GOAL OF THE EXERCISE ▸
Using the listing below, reproduce exactly the lines from the one with "Our client would like the bounding box for the string" through the last, with all pictures left out.

RECORDED INFORMATION ▸

####################

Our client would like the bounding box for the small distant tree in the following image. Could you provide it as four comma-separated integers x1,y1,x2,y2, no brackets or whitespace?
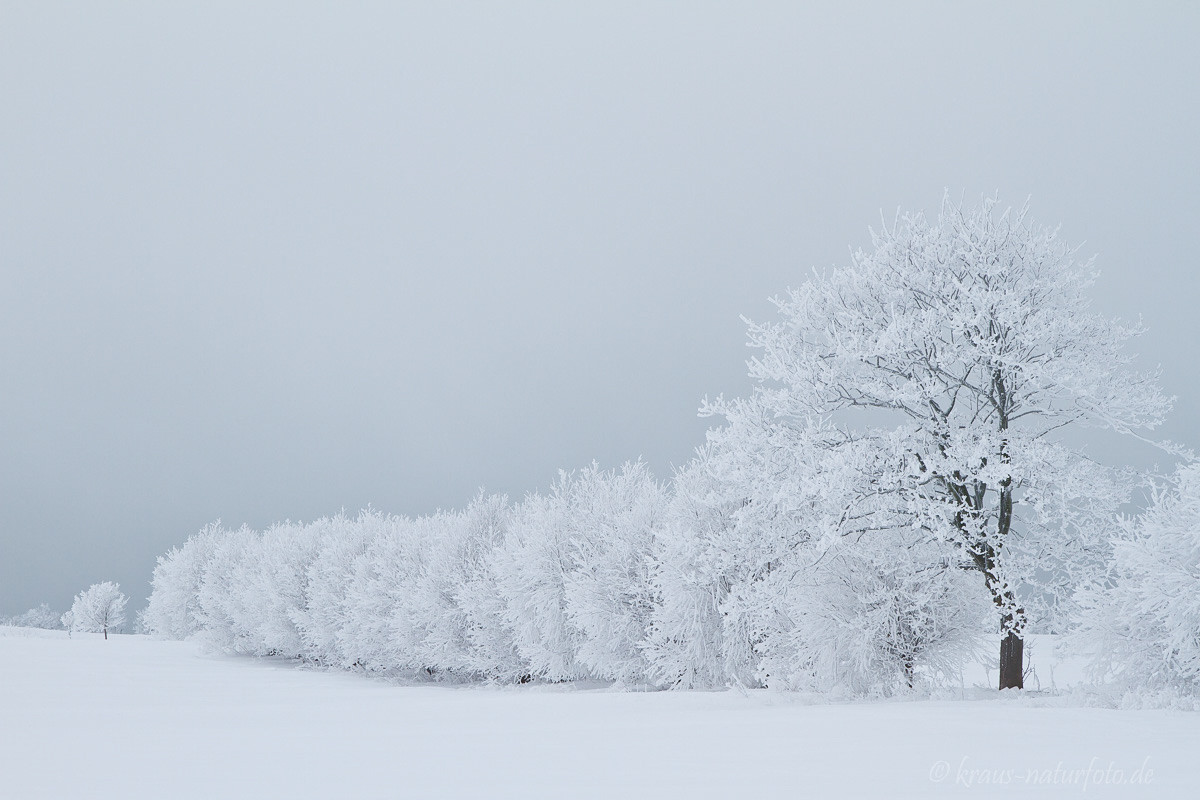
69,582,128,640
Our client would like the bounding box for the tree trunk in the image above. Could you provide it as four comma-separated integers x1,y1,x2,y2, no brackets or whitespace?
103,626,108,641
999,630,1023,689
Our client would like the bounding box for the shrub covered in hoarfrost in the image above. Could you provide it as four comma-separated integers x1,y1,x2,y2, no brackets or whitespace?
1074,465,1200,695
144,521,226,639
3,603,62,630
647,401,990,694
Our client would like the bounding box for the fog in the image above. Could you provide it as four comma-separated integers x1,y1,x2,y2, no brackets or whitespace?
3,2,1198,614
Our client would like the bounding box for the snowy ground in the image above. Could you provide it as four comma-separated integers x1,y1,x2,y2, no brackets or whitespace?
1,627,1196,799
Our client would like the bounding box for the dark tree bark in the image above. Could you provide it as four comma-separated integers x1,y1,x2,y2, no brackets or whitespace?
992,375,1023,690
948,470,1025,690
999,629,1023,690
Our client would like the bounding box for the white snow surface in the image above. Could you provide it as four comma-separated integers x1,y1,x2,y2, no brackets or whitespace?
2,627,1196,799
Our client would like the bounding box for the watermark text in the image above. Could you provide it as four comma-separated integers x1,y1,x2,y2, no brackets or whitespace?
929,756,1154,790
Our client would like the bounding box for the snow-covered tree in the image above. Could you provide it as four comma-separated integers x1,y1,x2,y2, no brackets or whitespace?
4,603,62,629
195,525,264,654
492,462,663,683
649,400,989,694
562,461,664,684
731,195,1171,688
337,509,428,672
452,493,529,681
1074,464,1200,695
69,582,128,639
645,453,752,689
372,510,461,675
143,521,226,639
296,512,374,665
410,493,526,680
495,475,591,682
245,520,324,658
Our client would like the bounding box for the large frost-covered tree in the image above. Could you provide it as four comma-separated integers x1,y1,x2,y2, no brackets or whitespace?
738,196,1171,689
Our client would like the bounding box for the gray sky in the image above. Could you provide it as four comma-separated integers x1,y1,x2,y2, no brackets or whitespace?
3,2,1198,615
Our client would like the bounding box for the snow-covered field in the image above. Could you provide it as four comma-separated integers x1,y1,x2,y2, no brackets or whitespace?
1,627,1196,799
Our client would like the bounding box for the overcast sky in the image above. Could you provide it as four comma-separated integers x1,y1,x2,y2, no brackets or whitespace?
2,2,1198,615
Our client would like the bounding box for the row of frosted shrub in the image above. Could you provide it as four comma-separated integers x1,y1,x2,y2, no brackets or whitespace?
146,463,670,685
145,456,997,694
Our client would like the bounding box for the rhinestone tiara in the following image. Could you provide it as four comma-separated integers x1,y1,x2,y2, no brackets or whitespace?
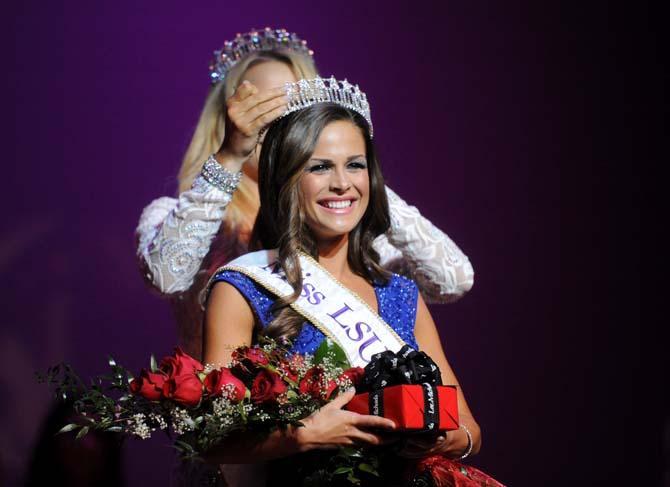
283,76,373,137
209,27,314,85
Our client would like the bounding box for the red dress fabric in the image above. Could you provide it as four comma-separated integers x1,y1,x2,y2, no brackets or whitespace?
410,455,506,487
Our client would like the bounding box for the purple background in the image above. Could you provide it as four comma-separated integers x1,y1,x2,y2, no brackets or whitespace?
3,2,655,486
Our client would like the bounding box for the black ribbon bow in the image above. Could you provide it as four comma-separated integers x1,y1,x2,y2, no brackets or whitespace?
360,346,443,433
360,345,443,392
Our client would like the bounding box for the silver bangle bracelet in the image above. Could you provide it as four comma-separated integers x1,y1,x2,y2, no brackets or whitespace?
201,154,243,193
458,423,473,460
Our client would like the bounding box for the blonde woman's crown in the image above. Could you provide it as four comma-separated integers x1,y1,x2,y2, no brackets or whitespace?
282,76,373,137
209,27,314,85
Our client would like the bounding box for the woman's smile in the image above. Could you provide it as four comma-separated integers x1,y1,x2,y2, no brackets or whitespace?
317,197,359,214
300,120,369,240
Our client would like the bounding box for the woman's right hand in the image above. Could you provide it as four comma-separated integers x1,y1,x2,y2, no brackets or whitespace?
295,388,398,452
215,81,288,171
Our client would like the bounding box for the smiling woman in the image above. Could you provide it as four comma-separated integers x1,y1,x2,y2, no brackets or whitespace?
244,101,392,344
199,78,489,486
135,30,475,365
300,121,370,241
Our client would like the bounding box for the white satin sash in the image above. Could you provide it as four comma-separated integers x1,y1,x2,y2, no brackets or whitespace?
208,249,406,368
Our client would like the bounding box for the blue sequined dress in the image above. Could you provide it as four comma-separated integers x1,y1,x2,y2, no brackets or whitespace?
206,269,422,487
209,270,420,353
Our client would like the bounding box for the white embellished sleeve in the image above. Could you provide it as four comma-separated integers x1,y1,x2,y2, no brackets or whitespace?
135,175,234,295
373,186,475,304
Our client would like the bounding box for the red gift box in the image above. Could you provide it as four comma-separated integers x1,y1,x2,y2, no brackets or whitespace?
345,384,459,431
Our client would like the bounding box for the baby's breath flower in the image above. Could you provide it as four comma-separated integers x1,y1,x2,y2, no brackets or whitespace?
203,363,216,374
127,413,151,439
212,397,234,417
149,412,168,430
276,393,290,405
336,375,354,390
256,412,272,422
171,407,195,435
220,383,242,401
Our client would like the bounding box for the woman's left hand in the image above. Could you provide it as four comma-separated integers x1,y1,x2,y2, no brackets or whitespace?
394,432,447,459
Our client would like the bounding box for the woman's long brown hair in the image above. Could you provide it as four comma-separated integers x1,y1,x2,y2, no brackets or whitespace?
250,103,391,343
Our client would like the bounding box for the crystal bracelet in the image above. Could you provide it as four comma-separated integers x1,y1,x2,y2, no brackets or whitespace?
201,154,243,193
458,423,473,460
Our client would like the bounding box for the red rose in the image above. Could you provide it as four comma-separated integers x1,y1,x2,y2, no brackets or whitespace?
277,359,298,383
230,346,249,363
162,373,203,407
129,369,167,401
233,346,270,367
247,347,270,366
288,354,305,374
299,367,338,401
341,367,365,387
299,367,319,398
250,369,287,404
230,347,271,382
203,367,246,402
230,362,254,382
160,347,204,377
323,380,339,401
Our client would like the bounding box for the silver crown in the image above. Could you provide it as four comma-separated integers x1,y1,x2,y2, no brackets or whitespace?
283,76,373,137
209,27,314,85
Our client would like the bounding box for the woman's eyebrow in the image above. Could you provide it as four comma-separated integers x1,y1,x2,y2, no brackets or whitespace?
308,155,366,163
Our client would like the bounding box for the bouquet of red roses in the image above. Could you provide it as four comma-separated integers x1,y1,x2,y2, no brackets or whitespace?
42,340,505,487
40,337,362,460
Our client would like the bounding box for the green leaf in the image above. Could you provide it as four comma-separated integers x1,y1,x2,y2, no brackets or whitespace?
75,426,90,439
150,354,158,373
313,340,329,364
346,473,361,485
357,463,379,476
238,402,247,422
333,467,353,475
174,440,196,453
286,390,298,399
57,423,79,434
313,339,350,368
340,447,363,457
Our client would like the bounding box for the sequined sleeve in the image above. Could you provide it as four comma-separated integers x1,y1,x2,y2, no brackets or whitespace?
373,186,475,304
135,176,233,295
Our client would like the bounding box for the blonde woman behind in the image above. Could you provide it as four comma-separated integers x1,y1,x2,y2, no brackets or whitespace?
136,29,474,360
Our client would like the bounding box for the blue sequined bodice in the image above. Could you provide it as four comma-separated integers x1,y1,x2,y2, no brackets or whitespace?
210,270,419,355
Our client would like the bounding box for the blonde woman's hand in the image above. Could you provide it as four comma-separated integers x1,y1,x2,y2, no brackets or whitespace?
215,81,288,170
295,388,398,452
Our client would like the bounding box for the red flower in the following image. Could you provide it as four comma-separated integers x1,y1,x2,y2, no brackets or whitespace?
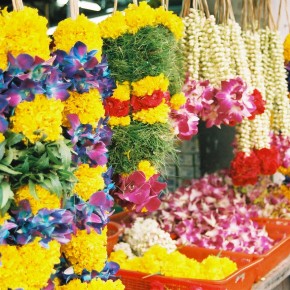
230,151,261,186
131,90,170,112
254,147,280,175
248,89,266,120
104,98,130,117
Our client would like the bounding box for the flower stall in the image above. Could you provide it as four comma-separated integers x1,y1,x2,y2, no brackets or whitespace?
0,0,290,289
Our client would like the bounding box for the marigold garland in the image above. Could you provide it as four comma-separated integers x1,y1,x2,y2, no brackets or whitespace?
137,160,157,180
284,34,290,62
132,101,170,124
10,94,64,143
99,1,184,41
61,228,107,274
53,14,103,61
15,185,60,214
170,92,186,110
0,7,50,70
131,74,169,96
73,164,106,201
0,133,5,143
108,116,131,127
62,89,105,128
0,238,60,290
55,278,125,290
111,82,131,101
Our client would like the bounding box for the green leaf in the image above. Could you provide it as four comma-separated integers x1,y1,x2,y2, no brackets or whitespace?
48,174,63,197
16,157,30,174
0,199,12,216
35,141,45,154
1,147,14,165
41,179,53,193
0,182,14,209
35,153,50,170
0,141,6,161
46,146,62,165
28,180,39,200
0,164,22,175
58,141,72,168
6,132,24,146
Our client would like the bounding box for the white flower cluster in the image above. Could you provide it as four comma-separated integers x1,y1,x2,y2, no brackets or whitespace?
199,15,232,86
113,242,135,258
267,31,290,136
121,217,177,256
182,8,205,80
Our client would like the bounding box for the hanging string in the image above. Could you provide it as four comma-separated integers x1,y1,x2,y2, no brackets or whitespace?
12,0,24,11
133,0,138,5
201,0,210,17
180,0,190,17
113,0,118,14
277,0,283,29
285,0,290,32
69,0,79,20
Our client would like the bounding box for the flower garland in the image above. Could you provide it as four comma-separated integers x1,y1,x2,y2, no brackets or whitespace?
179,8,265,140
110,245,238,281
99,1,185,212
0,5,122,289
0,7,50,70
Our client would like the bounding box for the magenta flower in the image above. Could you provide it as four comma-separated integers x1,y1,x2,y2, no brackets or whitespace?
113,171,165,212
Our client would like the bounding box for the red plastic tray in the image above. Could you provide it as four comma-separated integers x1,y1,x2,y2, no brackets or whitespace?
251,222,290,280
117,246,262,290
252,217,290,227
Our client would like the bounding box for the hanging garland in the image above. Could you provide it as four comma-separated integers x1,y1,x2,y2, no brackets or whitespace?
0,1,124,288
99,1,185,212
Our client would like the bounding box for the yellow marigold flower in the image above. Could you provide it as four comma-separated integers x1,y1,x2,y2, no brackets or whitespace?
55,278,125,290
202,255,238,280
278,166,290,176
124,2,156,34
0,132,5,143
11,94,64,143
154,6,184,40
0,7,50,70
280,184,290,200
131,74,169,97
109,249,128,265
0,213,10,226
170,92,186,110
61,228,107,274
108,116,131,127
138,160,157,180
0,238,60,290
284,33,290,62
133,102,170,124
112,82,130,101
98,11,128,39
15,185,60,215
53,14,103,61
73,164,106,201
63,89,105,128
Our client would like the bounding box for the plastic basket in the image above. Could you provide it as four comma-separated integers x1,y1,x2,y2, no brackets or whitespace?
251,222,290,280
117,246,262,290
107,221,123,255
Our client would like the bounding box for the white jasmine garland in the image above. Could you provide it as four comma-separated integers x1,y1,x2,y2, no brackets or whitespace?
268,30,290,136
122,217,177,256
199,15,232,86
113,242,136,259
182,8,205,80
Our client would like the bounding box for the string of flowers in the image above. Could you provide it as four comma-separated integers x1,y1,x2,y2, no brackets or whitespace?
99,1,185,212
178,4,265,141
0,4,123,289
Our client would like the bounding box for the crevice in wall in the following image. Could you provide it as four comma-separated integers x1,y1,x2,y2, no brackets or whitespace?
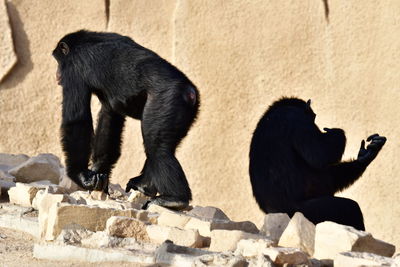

####################

REPLY TO THE EXERCISE ▸
Our client would like the bounding box for the string of flowers in the image above. Could you provide it as four comma-separated integers x1,y1,x2,y2, no brackets or whitespace?
99,1,185,212
178,4,265,141
0,4,123,289
Our client would like the bounding box for the crevice in wall in the following image. Could you provide it as four comma-separated integers x1,y1,x2,y2, no brackets or whitespace?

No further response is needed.